··· Task inputs ···

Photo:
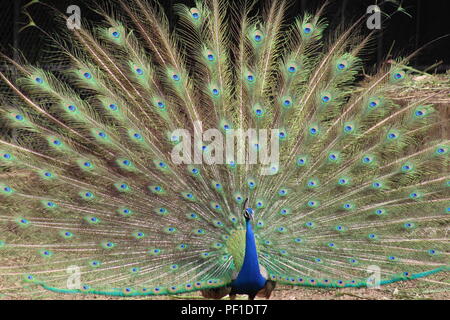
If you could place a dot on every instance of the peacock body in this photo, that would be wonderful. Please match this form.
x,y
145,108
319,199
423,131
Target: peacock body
x,y
115,179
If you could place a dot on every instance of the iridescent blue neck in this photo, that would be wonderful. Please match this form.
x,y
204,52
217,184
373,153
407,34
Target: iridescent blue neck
x,y
249,279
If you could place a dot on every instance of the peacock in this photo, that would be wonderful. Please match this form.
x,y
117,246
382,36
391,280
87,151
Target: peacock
x,y
231,154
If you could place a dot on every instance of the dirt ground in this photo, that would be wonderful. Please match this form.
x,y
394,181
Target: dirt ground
x,y
436,287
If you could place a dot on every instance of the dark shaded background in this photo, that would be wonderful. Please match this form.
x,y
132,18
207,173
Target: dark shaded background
x,y
430,20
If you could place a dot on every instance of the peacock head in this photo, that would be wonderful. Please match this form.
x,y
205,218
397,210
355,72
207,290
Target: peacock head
x,y
248,214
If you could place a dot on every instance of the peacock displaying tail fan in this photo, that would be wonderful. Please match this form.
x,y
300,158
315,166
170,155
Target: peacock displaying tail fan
x,y
134,169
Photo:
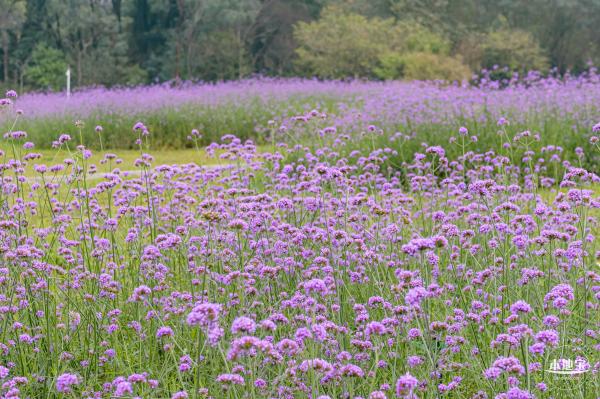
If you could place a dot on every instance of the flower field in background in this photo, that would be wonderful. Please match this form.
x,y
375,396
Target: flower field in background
x,y
343,258
561,109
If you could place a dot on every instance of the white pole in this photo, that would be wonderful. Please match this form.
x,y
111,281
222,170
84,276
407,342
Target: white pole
x,y
68,82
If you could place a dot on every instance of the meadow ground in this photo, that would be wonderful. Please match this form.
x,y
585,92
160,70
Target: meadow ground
x,y
417,242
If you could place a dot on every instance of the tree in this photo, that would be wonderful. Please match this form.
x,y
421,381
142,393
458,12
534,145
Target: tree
x,y
12,16
513,48
342,44
83,28
46,68
422,66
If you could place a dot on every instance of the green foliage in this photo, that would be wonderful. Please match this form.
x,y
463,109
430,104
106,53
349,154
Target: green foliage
x,y
141,41
342,44
417,38
515,49
47,68
422,66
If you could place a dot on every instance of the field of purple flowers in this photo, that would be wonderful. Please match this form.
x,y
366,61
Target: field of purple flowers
x,y
346,261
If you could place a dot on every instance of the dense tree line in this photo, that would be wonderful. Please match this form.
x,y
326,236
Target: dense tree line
x,y
116,42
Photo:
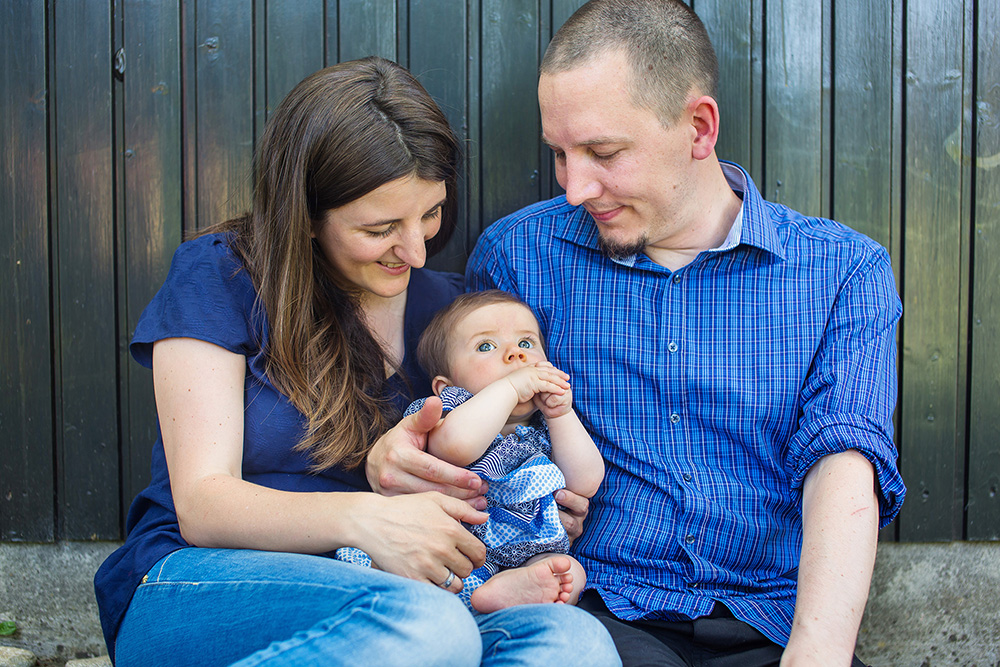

···

● Action item
Produce a verbatim transcription of every line in the listing, images omitted.

● Solution
Photo:
If you could place a dot on every instance of the peacock body in this photo, that would be wonderful. Please match this form.
x,y
145,108
319,199
423,131
Target: peacock body
x,y
115,179
If you could place a dot on every instance of the iridescent blue neck in this photo, that would be wonderful. Please match this form.
x,y
204,52
217,184
373,153
407,34
Target: iridescent blue neck
x,y
249,279
If you could place a dot on every instance of the peacock in this photo, that would be wonderful. Please match this form.
x,y
117,246
382,36
391,280
87,151
Target: peacock
x,y
231,154
If you could place a dot on every instance of the dirt ground in this photo, that would be wonderful. Please match this form.
x,y
394,181
Target: dirt ground
x,y
436,287
If you could place a dot on every instance of the dark shaded background in this photo, that would be wonderful. Please match this form.
x,y
132,18
207,173
Target: dark shaded background
x,y
430,20
If you could place a dot on every instance of the peacock head in this photo, that would be wonderful. Please match this form.
x,y
205,218
397,210
355,72
207,290
Target: peacock head
x,y
248,214
If you could place a dot on every instance of the peacock displaying tail fan in this photo, that would be wonderful. Please match this form.
x,y
300,158
315,166
170,155
Target: peacock displaying tail fan
x,y
134,169
Photo:
If you could place a dot on every instance of the flower field in background in this photo, that would be wonderful. Please match this form.
x,y
375,396
Target: flower field in background
x,y
343,258
561,109
If you could place a dot on every instance of the white pole in this photo, that would be wonderful. Please match this form.
x,y
111,281
222,170
84,276
407,342
Target: white pole
x,y
68,82
If you could place a dot on every instance of the meadow ground in this photo, that would be wonderful. Please match this form.
x,y
585,92
160,70
Target: meadow ground
x,y
417,242
If you could place a dot on every instance of the tree in this photo, that would be wonderful. Please match this form.
x,y
421,381
142,393
458,12
534,145
Target: tree
x,y
12,16
513,48
342,44
83,28
46,68
422,66
If you could place a dot on every instance of the green foliage in this photo, that would be wonderful. Please match this form.
x,y
463,109
430,104
106,53
349,154
Target: green foliage
x,y
141,41
342,44
417,38
515,49
47,68
422,66
If you could place a dot on every instance of the field of purple flowers in this photo, that would be wonderful. Please match this form.
x,y
366,61
Target: field of purple flowers
x,y
346,261
If you could place a dot on every instance of the dense tree line in this photo, that would be wonderful. Please match this form.
x,y
326,236
Target: dense tree line
x,y
116,42
Photo:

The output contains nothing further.